**** SOURCE DATA

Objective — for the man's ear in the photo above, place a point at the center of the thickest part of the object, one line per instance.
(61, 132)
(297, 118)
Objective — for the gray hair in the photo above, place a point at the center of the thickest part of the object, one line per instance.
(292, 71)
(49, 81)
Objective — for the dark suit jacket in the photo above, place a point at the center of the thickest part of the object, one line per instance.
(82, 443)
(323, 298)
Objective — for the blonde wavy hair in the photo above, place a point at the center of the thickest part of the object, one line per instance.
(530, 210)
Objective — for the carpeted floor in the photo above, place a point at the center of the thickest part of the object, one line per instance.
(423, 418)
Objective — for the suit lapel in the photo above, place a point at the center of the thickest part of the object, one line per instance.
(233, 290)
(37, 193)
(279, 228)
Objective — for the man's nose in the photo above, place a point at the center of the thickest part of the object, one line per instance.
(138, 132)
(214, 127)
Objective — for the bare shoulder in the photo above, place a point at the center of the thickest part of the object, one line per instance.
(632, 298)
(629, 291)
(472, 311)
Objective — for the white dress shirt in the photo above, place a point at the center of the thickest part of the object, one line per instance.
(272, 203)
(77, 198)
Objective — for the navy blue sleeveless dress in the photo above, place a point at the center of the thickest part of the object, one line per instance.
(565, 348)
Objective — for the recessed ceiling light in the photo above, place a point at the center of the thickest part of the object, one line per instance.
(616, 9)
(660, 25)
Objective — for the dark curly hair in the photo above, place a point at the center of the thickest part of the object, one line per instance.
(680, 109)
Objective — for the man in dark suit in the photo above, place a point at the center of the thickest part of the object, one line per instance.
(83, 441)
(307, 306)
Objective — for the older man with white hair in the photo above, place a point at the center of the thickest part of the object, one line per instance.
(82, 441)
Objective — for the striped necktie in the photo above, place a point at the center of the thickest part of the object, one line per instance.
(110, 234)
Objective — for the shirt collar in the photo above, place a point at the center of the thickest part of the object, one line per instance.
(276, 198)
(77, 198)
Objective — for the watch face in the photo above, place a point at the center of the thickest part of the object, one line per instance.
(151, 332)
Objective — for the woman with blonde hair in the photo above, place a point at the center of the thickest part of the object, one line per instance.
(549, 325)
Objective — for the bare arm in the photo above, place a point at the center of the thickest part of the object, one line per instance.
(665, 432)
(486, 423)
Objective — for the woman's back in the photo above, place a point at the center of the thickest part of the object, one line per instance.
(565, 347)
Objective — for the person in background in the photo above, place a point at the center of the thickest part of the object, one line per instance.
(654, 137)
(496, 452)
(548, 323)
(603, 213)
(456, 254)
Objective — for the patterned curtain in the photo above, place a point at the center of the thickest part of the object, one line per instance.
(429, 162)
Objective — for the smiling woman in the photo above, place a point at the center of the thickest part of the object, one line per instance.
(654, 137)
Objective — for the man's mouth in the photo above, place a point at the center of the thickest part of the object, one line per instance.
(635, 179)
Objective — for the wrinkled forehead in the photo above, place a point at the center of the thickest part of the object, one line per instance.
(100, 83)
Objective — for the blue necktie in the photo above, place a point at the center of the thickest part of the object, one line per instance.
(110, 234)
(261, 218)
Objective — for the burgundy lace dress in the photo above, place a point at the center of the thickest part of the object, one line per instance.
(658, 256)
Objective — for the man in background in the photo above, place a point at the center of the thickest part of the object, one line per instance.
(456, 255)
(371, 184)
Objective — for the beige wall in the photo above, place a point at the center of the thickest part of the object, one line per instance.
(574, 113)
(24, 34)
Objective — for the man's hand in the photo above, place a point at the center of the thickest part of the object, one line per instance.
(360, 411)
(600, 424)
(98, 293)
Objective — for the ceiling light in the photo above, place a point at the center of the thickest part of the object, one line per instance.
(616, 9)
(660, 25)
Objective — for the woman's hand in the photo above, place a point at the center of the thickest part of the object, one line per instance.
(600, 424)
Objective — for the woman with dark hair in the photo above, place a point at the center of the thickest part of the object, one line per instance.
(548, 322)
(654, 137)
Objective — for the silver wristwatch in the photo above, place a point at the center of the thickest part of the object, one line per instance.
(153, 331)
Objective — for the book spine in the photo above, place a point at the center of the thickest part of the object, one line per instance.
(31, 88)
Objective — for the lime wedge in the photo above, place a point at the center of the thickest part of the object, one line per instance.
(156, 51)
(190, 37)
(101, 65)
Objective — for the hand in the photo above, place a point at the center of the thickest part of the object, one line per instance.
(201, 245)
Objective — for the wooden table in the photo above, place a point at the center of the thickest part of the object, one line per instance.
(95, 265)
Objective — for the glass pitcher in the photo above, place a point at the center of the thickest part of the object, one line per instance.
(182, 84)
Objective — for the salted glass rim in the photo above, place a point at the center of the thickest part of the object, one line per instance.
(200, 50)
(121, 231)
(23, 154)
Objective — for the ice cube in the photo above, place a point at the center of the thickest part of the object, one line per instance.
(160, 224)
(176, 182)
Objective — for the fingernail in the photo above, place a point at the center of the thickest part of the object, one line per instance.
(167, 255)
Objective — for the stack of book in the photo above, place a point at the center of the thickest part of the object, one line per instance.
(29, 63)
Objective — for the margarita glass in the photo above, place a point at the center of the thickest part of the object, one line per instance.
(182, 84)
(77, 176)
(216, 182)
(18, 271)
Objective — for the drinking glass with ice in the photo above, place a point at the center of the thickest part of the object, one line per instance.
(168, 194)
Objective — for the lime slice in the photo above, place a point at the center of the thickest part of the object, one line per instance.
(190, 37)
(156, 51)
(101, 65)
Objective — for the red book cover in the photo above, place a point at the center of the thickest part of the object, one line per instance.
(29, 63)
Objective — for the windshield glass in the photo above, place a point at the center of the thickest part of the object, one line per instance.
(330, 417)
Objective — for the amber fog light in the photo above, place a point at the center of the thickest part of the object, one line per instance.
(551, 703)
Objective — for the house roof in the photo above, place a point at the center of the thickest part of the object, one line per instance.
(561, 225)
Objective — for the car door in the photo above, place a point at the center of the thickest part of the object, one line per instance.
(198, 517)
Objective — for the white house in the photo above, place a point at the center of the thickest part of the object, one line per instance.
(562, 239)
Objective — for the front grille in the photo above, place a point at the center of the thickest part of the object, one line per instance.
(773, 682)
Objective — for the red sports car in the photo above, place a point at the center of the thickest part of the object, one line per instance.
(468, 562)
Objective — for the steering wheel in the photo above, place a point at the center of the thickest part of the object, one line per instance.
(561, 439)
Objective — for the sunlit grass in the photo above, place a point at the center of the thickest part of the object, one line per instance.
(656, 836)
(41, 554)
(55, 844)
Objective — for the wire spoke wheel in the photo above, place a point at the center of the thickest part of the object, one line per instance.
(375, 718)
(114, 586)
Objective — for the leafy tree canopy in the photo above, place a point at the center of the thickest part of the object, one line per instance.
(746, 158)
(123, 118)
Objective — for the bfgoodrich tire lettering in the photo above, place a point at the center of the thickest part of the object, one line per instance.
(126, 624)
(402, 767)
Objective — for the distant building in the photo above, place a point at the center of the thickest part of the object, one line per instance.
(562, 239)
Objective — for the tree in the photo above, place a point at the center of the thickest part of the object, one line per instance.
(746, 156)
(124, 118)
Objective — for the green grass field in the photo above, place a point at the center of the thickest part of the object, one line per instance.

********

## TASK
Write out exactly the lines from the line holding "Objective — for the front" through the last line of the data, and nothing besides those lines.

## FULL SOLUTION
Objective — for the front grille in the photo above, place a point at the center of the thickest part of the object, one line per instance.
(773, 682)
Objective — for the red sports car in the photo above, place a point at the center of the thickest part of the object, one line per instance.
(468, 562)
Objective — for the steering wheel in the photo above, place a point at the center of the thickest part of the object, one line per instance.
(561, 439)
Objective — for the sunlit grass in the photo above, place a point at the center of the thickest part of the object, one line per instance.
(656, 836)
(41, 554)
(55, 844)
Objective — for the wire spoke wheel in the photo above, place a point at the center of the thickest part of the object, one line per instance.
(375, 718)
(114, 586)
Objective — for the leafy tree canopy in the photo above, place a point at the center of the thickest part of the object, one line per instance.
(746, 158)
(123, 118)
Objective — for the bfgoodrich tire lettering in the photo above, place a point at the center of the thickest part of the object, one line per instance.
(126, 624)
(402, 767)
Objective — for the distant building in the photo above, place a point at the center of the thickest part of the object, one line per instance.
(562, 239)
Objective — for the tree in the photo above, place a point at the center of the thickest part of the object, one line per instance.
(746, 156)
(124, 118)
Objective — for the green grass field in the photo above, place a point at the center of the thickest part of the object, one line per instance.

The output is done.